» **YOUR INSTRUCTIONS**
Count how many lines in the listing below contain the word "feeder". Give only the number.

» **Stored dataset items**
-- Begin --

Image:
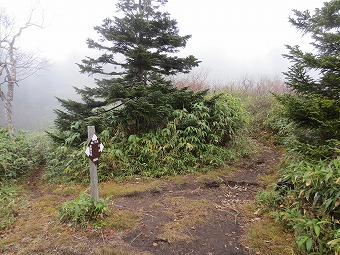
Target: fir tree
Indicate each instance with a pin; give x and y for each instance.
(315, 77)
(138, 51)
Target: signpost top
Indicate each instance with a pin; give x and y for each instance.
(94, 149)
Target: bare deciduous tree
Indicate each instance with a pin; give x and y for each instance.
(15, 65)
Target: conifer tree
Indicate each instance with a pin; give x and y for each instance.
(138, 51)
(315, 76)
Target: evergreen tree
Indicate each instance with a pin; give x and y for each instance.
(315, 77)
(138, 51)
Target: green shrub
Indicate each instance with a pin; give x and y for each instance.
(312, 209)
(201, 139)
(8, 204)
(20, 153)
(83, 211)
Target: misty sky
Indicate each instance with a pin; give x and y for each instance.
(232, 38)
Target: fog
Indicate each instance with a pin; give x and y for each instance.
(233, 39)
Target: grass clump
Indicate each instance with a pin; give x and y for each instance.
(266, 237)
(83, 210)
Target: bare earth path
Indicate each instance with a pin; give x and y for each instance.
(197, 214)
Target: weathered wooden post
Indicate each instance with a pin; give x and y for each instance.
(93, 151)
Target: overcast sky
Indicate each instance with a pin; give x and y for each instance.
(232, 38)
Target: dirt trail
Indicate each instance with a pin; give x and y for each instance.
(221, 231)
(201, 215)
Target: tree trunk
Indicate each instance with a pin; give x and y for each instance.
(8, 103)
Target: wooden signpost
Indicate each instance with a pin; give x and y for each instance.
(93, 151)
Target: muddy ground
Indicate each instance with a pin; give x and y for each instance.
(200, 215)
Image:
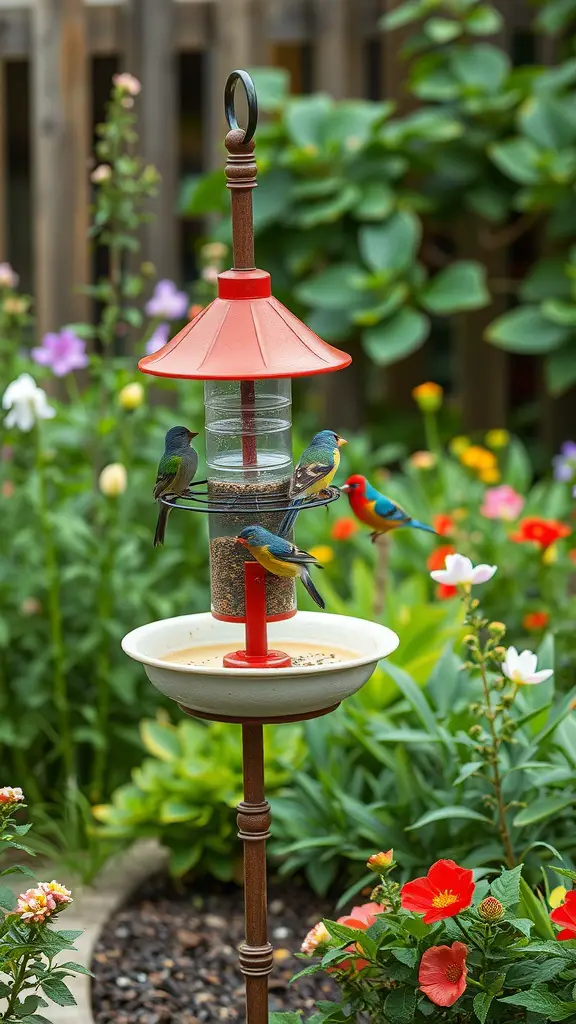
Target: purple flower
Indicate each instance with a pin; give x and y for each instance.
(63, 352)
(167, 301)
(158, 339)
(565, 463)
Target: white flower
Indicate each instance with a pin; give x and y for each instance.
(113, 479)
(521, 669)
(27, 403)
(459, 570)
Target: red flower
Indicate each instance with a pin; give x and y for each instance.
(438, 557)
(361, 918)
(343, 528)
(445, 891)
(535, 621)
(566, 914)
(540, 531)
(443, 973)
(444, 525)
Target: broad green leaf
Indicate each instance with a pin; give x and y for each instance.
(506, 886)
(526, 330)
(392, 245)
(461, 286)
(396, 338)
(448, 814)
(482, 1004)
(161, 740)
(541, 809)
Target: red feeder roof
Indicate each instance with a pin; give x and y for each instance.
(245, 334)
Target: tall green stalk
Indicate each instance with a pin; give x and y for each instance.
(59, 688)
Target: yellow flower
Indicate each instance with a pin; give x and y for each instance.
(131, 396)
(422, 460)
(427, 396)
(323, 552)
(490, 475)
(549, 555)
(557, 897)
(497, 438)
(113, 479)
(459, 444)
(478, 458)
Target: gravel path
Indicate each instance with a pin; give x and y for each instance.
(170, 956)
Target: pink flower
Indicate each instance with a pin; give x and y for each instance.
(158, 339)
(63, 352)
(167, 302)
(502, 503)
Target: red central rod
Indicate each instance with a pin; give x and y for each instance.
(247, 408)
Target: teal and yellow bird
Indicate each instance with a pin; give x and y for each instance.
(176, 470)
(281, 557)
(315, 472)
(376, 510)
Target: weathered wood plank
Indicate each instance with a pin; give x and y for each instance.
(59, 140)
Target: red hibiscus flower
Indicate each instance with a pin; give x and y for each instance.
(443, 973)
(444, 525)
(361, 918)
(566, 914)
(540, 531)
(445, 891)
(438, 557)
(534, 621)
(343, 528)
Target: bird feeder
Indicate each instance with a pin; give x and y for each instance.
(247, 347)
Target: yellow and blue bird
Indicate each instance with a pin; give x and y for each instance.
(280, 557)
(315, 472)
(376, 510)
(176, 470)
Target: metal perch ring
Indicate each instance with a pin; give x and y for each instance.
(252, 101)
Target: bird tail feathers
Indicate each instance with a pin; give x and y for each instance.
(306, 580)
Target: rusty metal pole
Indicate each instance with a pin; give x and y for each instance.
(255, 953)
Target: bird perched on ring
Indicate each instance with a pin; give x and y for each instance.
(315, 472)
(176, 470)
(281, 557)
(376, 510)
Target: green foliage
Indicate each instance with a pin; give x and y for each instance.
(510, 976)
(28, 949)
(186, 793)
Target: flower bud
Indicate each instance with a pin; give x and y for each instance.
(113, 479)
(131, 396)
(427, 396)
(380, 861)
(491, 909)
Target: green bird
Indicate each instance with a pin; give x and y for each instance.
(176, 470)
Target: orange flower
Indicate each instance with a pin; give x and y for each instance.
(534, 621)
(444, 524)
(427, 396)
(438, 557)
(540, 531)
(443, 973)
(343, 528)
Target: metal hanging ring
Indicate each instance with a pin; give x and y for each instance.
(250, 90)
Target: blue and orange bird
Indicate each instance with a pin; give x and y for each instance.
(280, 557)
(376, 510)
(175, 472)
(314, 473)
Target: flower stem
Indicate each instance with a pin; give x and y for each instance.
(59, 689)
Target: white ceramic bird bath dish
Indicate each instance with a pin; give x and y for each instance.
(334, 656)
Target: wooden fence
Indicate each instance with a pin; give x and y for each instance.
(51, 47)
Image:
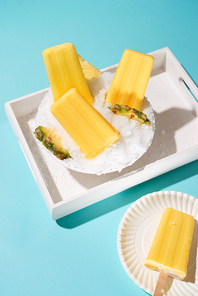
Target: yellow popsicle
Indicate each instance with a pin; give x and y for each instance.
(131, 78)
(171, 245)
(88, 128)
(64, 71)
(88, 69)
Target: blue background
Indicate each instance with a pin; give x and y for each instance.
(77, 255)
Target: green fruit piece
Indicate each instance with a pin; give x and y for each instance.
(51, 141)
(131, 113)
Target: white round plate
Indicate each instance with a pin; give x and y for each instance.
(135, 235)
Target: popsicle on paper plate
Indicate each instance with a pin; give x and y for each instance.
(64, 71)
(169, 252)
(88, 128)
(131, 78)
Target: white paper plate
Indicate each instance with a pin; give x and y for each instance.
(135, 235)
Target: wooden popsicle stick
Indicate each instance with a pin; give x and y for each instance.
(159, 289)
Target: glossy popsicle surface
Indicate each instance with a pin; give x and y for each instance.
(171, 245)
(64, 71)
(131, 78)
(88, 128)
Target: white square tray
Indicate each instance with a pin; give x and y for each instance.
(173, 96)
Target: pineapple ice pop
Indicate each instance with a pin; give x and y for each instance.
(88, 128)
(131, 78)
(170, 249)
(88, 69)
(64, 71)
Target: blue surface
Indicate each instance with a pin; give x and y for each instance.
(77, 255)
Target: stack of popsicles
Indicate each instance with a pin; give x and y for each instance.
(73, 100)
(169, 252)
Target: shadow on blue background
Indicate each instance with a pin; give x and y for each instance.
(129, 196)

-- End --
-- Begin --

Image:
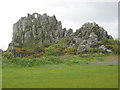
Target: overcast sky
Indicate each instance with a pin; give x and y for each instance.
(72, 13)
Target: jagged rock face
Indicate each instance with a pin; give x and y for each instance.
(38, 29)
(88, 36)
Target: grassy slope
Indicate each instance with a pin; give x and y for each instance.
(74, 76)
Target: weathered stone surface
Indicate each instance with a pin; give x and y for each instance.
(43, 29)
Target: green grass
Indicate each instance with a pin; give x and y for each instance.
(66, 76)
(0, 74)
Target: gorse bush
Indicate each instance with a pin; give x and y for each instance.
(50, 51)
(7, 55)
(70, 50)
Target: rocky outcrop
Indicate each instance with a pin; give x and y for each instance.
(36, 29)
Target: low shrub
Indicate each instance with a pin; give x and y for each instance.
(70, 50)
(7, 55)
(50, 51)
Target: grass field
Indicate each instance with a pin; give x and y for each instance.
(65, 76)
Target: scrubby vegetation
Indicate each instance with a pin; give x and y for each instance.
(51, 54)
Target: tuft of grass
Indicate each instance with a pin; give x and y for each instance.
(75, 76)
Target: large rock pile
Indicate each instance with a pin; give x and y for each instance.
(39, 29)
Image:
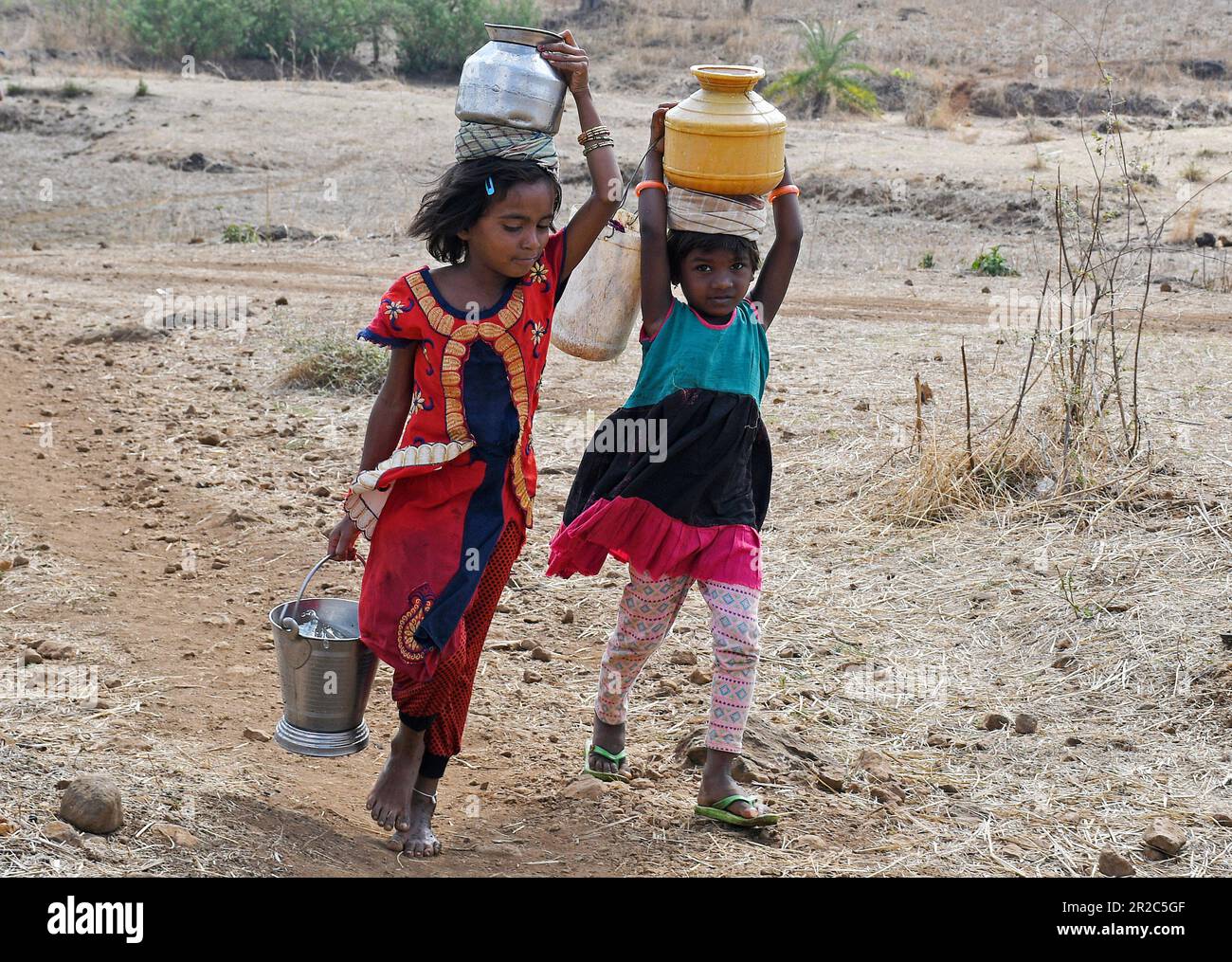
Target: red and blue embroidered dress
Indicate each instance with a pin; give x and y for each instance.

-- End --

» **TASK RESULT**
2